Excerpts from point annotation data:
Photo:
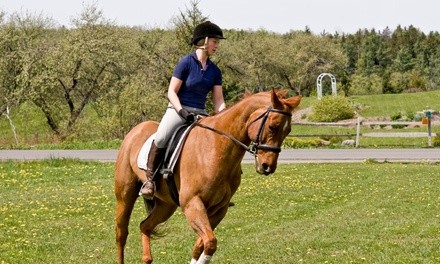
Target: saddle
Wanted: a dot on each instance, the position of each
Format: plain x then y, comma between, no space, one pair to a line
172,154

▸ **EXERCISE DIRECTIONS**
Convert the entries into a two-column CSV with the headers "request" and "response": one row per entry, each value enclosed in double quotes and its line breaks replaced by spaces. Omit the pictures.

▸ **SOLVED PROBLEM**
request,response
"Photo: Target: saddle Wanted: a dot on each instance, the position of each Format: plain x then y, comma between, no space, one pair to a line","172,154"